Public disclosures such as SEC Form 13F give investors a legal window into many institutional equity holdings, but there are important limitations. Filings are quarterly and typically arrive with a delay, meaning you're seeing a snapshot that may already be weeks old. They also don't fully reflect a manager's overall book—short positions, many derivatives, and intra-quarter trading activity often won't show up in the same way (or at all).
Even with those caveats, "tracking the filings" can still help you surface themes, consensus positioning, and overlooked companies that have attracted serious analytical attention. Some academic work has found that certain "cloned" or "best-ideas" approaches can outperform benchmarks in specific periods—though results vary and discipline matters.
With that framework in mind, here are three stocks that have shown up in notable institutional portfolios recently, along with a practical way to think about each one.
Company: MGE Energy (SYM: MGEE)

Extracted entries -
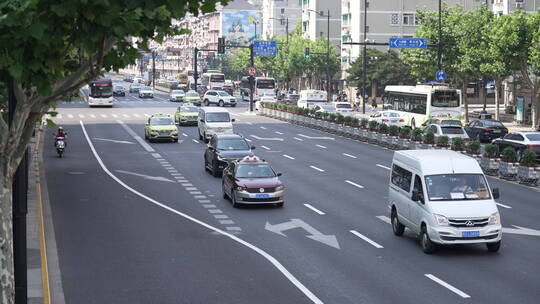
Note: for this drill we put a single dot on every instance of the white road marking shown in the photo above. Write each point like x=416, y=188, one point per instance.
x=233, y=237
x=503, y=205
x=381, y=166
x=314, y=209
x=354, y=184
x=384, y=218
x=363, y=237
x=450, y=287
x=315, y=168
x=137, y=137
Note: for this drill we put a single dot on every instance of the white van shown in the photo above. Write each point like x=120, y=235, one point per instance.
x=214, y=120
x=444, y=197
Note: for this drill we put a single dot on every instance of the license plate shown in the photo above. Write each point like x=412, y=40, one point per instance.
x=470, y=233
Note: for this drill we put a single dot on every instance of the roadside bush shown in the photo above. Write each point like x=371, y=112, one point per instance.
x=393, y=130
x=509, y=155
x=529, y=158
x=457, y=144
x=492, y=151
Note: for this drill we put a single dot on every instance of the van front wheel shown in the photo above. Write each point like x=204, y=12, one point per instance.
x=397, y=227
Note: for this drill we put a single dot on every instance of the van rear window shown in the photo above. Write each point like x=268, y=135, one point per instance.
x=401, y=178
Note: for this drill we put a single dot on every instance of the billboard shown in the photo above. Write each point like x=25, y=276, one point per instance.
x=240, y=27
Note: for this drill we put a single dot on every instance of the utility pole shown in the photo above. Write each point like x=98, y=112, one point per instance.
x=364, y=67
x=19, y=205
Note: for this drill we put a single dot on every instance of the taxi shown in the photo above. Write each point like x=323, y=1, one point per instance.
x=252, y=180
x=186, y=114
x=160, y=127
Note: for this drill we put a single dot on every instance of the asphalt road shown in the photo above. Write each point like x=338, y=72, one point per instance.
x=135, y=243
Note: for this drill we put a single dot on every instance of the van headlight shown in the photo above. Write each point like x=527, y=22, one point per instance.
x=494, y=219
x=441, y=220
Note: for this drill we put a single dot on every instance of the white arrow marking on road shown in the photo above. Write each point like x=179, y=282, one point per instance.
x=115, y=141
x=266, y=138
x=315, y=235
x=157, y=178
x=315, y=137
x=522, y=231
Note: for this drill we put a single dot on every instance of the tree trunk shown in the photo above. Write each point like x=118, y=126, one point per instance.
x=7, y=279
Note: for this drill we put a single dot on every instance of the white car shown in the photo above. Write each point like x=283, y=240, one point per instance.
x=177, y=95
x=146, y=92
x=220, y=98
x=449, y=130
x=388, y=117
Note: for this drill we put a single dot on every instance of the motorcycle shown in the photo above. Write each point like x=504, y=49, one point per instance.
x=60, y=145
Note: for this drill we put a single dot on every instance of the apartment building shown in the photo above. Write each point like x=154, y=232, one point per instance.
x=277, y=15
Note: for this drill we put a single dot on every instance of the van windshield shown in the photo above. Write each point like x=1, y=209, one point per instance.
x=457, y=187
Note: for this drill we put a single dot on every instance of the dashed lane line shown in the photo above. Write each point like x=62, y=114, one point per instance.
x=365, y=238
x=314, y=209
x=448, y=286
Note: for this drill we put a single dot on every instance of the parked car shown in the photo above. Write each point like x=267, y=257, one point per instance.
x=447, y=130
x=119, y=91
x=177, y=95
x=251, y=180
x=388, y=117
x=485, y=130
x=520, y=141
x=444, y=197
x=223, y=148
x=146, y=92
x=220, y=98
x=135, y=87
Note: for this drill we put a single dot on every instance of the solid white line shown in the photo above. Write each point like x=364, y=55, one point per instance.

Exercise set -
a – How often are SEC Form 13F filings made, according to the 13F filings passage?
b – Extend the 13F filings passage from its last line, "Company: MGE Energy (SYM: MGEE)".
The listing has nothing to do with the 13F filings passage.

Task responses -
a – They are filed quarterly.

b –
A steady utility with "quality" appeal
Recent price: about $78.05
MGE Energy is a regulated utility holding company—typically not the kind of business that makes headlines. But that "boring" profile is exactly why certain long-term managers pay attention: regulated utilities can offer relatively predictable cash flows, a clearer earnings bridge, and a defensive ballast when markets get choppy.
Why "legend-style" investors might care
Utilities often attract investors who prioritize resilience and steady compounding over hype. In MGE's case, institutional activity has been notable. For example, Gotham Asset Management (associated with Joel Greenblatt) has listed MGEE among its reported holdings. Also, recent institutional-ownership coverage has highlighted buying activity among professional managers, reinforcing the idea that MGEE is on the radar for "quality and stability" allocators.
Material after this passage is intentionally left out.